- _Lo que debes hacer_
Copia sin cambios las líneas del listado que empiezan en la que contiene "Please mark the brown" y terminan en la que contiene "Target: dog's snout", ambas incluidas.
──────── Material proporcionado ────────
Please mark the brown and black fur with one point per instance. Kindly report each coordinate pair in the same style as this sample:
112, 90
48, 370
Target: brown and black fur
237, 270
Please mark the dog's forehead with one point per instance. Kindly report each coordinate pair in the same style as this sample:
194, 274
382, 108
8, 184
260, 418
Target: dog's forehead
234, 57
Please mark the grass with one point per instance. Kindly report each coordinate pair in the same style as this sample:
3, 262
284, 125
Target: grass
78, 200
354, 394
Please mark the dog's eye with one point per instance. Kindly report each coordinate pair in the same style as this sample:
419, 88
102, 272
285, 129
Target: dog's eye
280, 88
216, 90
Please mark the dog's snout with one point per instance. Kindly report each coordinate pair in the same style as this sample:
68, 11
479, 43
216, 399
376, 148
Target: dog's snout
────────
──────── Material proporcionado ────────
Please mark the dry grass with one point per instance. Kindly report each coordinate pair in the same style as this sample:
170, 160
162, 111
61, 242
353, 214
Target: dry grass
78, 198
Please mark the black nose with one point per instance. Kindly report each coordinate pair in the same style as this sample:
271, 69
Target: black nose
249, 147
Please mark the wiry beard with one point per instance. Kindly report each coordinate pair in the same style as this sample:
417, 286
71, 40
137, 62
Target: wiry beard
────────
- _Resultado de la tarea_
Please mark the brown and black fur with one point per instance. Kindly report each coordinate pair in the same style as this sample:
112, 90
48, 370
Target: brown and black fur
237, 270
Please mark the dog's forehead with one point per instance. Kindly report each coordinate pair in the same style as this sample:
194, 274
382, 108
8, 184
260, 418
Target: dog's forehead
234, 57
Please mark the grass with one point per instance. Kindly report each coordinate pair in the same style as this sample:
3, 262
284, 125
Target: grass
78, 200
354, 394
Please mark the dog's eye with one point per instance. Kindly report each coordinate pair in the same style as this sample:
419, 88
102, 272
285, 129
Target: dog's eye
280, 88
216, 90
Please mark the dog's snout with one point per instance. Kindly report each coordinate pair in the same style as this sample:
68, 11
479, 43
216, 399
376, 148
Target: dog's snout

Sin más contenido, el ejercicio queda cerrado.